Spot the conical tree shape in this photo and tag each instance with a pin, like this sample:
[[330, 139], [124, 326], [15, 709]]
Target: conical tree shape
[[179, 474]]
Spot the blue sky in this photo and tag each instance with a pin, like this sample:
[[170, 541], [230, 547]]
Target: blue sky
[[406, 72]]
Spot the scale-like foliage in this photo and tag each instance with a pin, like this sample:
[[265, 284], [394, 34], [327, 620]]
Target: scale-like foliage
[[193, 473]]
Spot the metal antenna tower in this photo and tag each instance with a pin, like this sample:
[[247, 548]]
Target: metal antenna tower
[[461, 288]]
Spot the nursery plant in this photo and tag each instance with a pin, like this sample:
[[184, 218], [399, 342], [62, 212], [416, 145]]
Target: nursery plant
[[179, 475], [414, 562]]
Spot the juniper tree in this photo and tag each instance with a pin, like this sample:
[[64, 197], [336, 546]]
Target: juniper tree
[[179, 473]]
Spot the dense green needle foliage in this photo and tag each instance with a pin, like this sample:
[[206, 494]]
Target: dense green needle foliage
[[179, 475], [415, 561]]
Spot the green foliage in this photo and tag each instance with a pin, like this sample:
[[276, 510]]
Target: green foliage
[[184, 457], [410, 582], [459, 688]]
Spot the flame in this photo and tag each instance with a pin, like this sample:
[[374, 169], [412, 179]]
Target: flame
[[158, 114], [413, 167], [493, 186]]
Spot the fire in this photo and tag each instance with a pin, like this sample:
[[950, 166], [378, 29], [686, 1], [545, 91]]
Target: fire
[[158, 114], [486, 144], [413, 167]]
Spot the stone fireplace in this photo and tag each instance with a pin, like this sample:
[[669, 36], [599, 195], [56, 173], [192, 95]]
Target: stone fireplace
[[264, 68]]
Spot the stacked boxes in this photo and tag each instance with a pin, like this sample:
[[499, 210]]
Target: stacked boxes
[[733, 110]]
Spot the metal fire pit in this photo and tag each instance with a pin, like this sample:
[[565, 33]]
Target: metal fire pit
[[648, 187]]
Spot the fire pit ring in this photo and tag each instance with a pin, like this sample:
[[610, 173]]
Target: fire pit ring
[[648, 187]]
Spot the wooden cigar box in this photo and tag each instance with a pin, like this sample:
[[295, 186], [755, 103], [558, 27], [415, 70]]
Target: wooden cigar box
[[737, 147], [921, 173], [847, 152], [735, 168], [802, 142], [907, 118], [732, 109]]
_ _ _ _
Work to complete:
Return all of the items above word for word, keeping every line in its original order and leaving nothing out.

Solution:
Spot the conical tree shape in this photo and tag each instance with a pin, like this sample:
[[330, 139], [124, 326], [15, 709]]
Target: conical tree shape
[[179, 474]]
Spot the blue sky in this photo and tag each instance with a pin, like this sample:
[[170, 541], [230, 547]]
Target: blue sky
[[406, 72]]
Spot the scale-like foliage in this photo and tag each instance with a pin, like this sample:
[[265, 284], [394, 34], [327, 620]]
Target: scale-like foliage
[[193, 473]]
Spot the metal antenna tower in this photo and tag each instance with a pin, like this sample:
[[247, 548]]
Target: metal antenna tower
[[461, 288]]
Spot the nursery plant in this photo and tag each instance with a pin, like this sample:
[[184, 218], [399, 342], [62, 212], [416, 145]]
Target: nursery plant
[[179, 475], [414, 562]]
Spot the juniper tree in this photo and tag each instance with a pin, like this sample:
[[64, 197], [336, 546]]
Target: juniper tree
[[179, 473]]
Spot the dense green needle foliage in this photo and tag each instance with a pin, like this sample:
[[206, 494]]
Target: dense green needle foliage
[[179, 475], [415, 561]]
Spot the green foliage in this photo and tag each instance with a pin, like this sample:
[[276, 510]]
Target: green foliage
[[184, 457], [410, 582], [459, 688]]
Spot the flame in this photo and tag each instance with a pin, like this sample:
[[374, 169], [412, 179]]
Target: flame
[[158, 114], [413, 167], [493, 186]]
Spot the fire in this photo and tag each instance with a pin, like this sample:
[[950, 166], [378, 29], [686, 1], [545, 91]]
Target: fire
[[158, 114], [486, 144], [413, 167]]
Spot the stone fireplace in this photo and tag each instance with a pin, like this sample:
[[669, 36], [599, 195], [56, 173], [192, 95]]
Target: stone fireplace
[[264, 68]]
Spot the stacked boxes in this photo and tag each instance with a pin, like this sample:
[[499, 210]]
Target: stacked boxes
[[733, 110]]
Spot the metal fire pit in this photo and tag each instance with a pin, like this sample:
[[565, 33]]
Target: metal fire pit
[[648, 187]]
Spot the fire pit ring in this photo and tag each instance with a pin, like this sample:
[[610, 173]]
Target: fire pit ring
[[648, 187]]
Spot the wooden cigar box in this photo and tag each instance with a pin, like this sample:
[[295, 186], [755, 103], [558, 27], [415, 70]]
Target: wooden cigar box
[[737, 147], [921, 173], [847, 152], [735, 168], [802, 142], [907, 118], [732, 109]]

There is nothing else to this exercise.